[Referring expression pointing data]
*****

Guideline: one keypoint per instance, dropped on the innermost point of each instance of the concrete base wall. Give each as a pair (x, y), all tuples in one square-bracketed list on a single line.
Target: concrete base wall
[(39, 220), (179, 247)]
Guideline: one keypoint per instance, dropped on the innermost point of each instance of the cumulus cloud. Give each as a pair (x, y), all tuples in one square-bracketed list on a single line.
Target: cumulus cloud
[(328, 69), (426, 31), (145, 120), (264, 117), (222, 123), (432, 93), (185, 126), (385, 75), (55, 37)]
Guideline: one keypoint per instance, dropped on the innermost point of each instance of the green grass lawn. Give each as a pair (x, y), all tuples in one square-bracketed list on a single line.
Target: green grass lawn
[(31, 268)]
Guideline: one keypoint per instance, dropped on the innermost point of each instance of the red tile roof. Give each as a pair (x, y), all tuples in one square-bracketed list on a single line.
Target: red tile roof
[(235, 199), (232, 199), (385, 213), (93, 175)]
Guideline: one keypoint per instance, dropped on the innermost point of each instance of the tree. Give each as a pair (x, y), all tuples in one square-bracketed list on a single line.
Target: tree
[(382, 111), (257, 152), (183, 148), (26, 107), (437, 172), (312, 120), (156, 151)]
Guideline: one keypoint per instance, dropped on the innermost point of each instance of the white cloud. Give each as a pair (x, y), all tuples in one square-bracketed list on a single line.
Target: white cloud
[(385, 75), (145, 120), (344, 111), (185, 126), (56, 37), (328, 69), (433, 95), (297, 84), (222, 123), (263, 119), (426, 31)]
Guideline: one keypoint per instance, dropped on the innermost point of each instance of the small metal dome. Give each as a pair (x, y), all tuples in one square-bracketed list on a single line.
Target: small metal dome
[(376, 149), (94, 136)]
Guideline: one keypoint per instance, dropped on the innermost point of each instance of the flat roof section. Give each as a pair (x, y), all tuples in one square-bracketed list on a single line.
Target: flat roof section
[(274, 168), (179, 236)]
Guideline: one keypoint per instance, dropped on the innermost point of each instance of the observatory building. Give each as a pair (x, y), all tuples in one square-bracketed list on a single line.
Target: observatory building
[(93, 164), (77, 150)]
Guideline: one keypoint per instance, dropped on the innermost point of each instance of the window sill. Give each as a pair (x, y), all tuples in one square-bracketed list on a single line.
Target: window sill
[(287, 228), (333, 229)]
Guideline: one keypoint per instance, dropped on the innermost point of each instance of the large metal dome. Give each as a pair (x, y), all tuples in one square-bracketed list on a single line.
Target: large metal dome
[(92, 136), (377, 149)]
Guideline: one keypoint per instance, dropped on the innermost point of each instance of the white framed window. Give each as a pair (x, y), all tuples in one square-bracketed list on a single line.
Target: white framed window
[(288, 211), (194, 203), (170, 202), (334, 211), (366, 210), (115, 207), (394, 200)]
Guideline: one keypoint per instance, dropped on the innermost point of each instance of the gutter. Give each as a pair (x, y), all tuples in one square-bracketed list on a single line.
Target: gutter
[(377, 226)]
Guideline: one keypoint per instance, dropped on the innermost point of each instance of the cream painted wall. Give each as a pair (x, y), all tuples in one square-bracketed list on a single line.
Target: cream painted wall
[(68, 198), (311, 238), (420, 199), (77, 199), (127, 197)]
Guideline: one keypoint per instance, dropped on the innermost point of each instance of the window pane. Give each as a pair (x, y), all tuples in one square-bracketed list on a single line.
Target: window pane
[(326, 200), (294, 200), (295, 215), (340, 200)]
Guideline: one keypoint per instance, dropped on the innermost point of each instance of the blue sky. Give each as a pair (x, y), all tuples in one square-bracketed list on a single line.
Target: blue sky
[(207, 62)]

*****

--- Task to carry out ---
Return every record exactly as it was given.

--- Response for this exercise ---
Guideline: one keypoint per instance, dropped on the innermost point of each instance of the concrete base wall. Give each as a pair (x, y), all tuples in one square-bracketed list on a single line.
Target: concrete base wall
[(39, 220), (179, 247)]
Guideline: one keypoint per instance, dropped on the innermost point of each instance of the cumulus cloud. Give each as a pair (x, y), all tuples in one square-bracketed list on a single line.
Target: cumulus cloud
[(328, 69), (426, 31), (145, 120), (264, 117), (222, 123), (432, 93), (185, 126), (385, 75), (55, 37)]
Guideline: one keypoint per instance, dropped on the innermost point of each instance of the green grass lawn. Give each as a pair (x, y), all tuples in one square-bracketed list on a single line.
Target: green grass lawn
[(31, 268)]
Guideline: one keypoint per instance, dropped on the innermost point of each instance of the red tile roof. Give each as a pair (x, y), all tuples in one square-bracketed list on a single line.
Target: red tile roof
[(235, 199), (232, 199), (385, 213), (93, 175)]
Guideline: one keypoint per instance, dropped on the innermost point of each instance of the tree. Give each as a pair (x, y), all tuples in one square-bracketed list on a single line.
Target: tree
[(382, 111), (257, 152), (183, 148), (26, 107), (437, 172), (312, 120), (156, 151)]
Guideline: one keypoint per instance, dropped on the innermost point of each instance of the white cloud. Give each as a pair (x, y), all tuples in one square-bracketed list on a single line.
Target: white cloud
[(385, 75), (145, 120), (344, 111), (185, 126), (56, 37), (328, 69), (433, 95), (297, 84), (222, 123), (263, 119), (426, 31)]
Guideline: one keypoint per instance, dropped on the innermost point of each instance of the small metal dome. Give each as a pair (x, y), all tuples in one square-bracketed list on a single line.
Target: small metal dome
[(376, 149), (94, 136)]
Guideline: one keypoint per instance, dropped on the innermost point of each instance of the flat roof section. Give each as a pair (x, y), all tuples in one square-bracketed list on a single line.
Target: flat roof section
[(274, 168), (179, 236)]
Guideline: one keypoint per instance, dropped on the innermost point of each instance of the observatory building. Give each as a pair (x, y), all tuples in one square-bracketed list on a single line.
Target: observatory building
[(93, 164), (77, 150)]
Guideline: one keypoint per instance, dropped on the innermost point of each instance of the window sill. Give each as a pair (x, y), all tuples in one square-bracketed list on a single line.
Target: window sill
[(287, 228), (333, 229)]
Guideline: one keypoint per instance, dropped on the innermost point of each instance of the large metal dome. Give each as a pair (x, y), all tuples in one square-bracketed list on a single line.
Target: large metal dome
[(92, 136), (377, 149)]
Guideline: one keypoint per instance, dropped on the innermost point of each instance of the white framed window. Give each as a pair (x, y), all tuples in one square-bracketed list on a single line.
Target: white framed window
[(288, 211), (194, 203), (170, 202), (334, 211), (366, 210), (115, 207), (394, 200)]
Guideline: one keypoint per instance, dropped on the innermost point of each instance of the gutter. Give each as a pair (x, y), all tuples in one square-bracketed list on a single line.
Target: gutter
[(377, 226)]
Guideline: one keypoint per instance, dropped on the innermost point of each instance of the cream painted wall. Give each as a pair (x, y), all tuples in one square-bracketed list on a single line.
Target: cream painted wall
[(68, 198), (311, 238), (420, 199), (77, 199), (127, 197)]
Guideline: one keypoint per instance, dropped on the innermost point of each instance of the window pane. Give each as a pair (x, y), all tuples in one square-bracketed list on a single line.
Target: window pane
[(326, 200), (294, 200), (295, 215), (340, 200)]
Guideline: one keypoint per instance, dropped on the innermost point of each instance of the blue sky. Give each as a pair (x, y), all tuples in one square-bracketed list on a single line.
Target: blue sky
[(207, 62)]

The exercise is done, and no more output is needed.